═════ Material provided

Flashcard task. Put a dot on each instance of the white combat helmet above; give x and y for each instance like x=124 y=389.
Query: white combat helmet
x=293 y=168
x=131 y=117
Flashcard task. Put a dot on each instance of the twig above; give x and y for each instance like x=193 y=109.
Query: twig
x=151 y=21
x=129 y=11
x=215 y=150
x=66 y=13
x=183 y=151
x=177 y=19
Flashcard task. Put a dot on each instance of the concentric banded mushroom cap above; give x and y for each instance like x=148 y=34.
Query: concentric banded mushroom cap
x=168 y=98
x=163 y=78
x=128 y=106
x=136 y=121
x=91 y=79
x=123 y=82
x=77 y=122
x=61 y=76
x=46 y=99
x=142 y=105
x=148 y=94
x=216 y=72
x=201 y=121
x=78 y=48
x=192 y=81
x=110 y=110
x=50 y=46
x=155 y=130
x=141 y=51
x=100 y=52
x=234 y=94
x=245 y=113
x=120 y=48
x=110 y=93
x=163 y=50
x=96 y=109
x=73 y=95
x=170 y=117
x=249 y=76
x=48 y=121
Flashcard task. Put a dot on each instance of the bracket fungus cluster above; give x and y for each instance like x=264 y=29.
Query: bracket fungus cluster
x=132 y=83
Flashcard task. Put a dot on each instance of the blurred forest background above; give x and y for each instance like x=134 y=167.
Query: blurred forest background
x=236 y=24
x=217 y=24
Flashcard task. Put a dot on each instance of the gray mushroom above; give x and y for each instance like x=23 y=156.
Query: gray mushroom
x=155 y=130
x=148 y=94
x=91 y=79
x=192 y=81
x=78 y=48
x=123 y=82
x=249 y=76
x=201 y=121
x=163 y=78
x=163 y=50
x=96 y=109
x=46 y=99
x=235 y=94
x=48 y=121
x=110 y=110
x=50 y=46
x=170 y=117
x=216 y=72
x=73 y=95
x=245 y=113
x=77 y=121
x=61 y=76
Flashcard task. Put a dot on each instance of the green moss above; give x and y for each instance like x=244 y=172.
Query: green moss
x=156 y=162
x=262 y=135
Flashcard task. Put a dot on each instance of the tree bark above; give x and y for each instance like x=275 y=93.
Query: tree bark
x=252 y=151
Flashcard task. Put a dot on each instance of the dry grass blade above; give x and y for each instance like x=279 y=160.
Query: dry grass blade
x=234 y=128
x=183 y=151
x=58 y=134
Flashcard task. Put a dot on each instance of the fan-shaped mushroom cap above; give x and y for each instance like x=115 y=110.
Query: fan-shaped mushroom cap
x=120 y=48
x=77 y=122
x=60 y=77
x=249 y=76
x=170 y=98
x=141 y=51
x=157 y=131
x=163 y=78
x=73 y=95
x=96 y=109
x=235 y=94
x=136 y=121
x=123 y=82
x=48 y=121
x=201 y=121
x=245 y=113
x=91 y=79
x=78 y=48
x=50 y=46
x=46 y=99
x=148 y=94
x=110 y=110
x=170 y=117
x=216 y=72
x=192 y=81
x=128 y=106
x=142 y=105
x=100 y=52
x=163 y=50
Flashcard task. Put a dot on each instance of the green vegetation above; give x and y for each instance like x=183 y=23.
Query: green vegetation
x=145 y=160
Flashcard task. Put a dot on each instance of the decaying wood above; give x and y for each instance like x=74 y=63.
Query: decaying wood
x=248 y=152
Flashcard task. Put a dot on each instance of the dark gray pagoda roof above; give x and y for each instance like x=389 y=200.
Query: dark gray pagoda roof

══════════

- [What the exercise asks]
Rewrite all the entries above, swapping "Put a dot on" for "Mark" wherever it appears and leaving everything else unchanged.

- [Written response]
Flashcard task. Mark each instance of the white combat helmet above; give x and y for each instance like x=124 y=389.
Query: white combat helmet
x=293 y=168
x=131 y=117
Flashcard task. Mark each instance of the twig above; give x and y for each instance like x=193 y=109.
Query: twig
x=151 y=21
x=129 y=11
x=215 y=150
x=66 y=13
x=183 y=151
x=177 y=19
Flashcard task. Mark each instance of the concentric banded mushroom cap above; give x and y for each instance like x=148 y=34.
Query: concentric banded mushroom cap
x=168 y=98
x=163 y=78
x=128 y=106
x=136 y=121
x=91 y=79
x=123 y=82
x=77 y=122
x=61 y=76
x=46 y=99
x=142 y=105
x=148 y=94
x=216 y=72
x=201 y=121
x=78 y=48
x=192 y=81
x=110 y=110
x=50 y=46
x=155 y=130
x=141 y=51
x=100 y=52
x=234 y=94
x=245 y=113
x=120 y=48
x=110 y=93
x=163 y=50
x=96 y=109
x=73 y=95
x=170 y=117
x=249 y=76
x=48 y=121
Flashcard task. Mark each instance of the bracket fungus cluster above; give x and y for each instance like x=264 y=29.
Query: bracket fungus cluster
x=132 y=83
Flashcard task. Mark each instance of the blurred forest background above; give x and y for each instance like x=134 y=167.
Query: blurred forest background
x=236 y=24
x=217 y=24
Flashcard task. Mark each instance of the gray mushroom above; give x and y for each instance like x=23 y=156.
Query: gray mushroom
x=155 y=130
x=148 y=94
x=91 y=79
x=192 y=81
x=78 y=48
x=123 y=82
x=249 y=76
x=201 y=121
x=163 y=78
x=163 y=50
x=96 y=109
x=46 y=99
x=235 y=94
x=48 y=121
x=110 y=110
x=50 y=46
x=170 y=117
x=216 y=72
x=73 y=95
x=245 y=113
x=77 y=121
x=61 y=76
Flashcard task. Mark each instance of the green moss above; give x and y for each instance like x=244 y=172.
Query: green moss
x=156 y=162
x=262 y=135
Flashcard task. Mark each instance of the tree bark above; give x and y for each instance like x=275 y=93.
Query: tree bark
x=252 y=151
Flashcard task. Mark each instance of the dry grass blade above; give x and y for each instance like x=279 y=160.
Query: dry grass blade
x=234 y=128
x=183 y=151
x=58 y=134
Flashcard task. Mark each instance of the fan-shaped mushroom cap above; give x and y for each instance like x=115 y=110.
Query: fan-shaped mushroom cap
x=120 y=48
x=77 y=122
x=60 y=77
x=249 y=76
x=170 y=98
x=141 y=51
x=157 y=131
x=163 y=78
x=73 y=95
x=96 y=109
x=235 y=94
x=136 y=121
x=123 y=82
x=48 y=121
x=201 y=121
x=245 y=113
x=91 y=79
x=78 y=48
x=50 y=46
x=46 y=99
x=148 y=94
x=110 y=110
x=170 y=117
x=216 y=72
x=192 y=81
x=128 y=106
x=142 y=105
x=100 y=52
x=163 y=50
Flashcard task. Mark each instance of the green vegetation above; give x and y for each instance like x=183 y=23.
Query: green vegetation
x=145 y=160
Flashcard task. Mark each instance of the decaying wood above; give x and y for each instance like x=74 y=63.
Query: decaying wood
x=248 y=152
Flashcard task. Mark each instance of the dark gray pagoda roof above; give x and y for each instance like x=389 y=200.
Query: dark gray pagoda roof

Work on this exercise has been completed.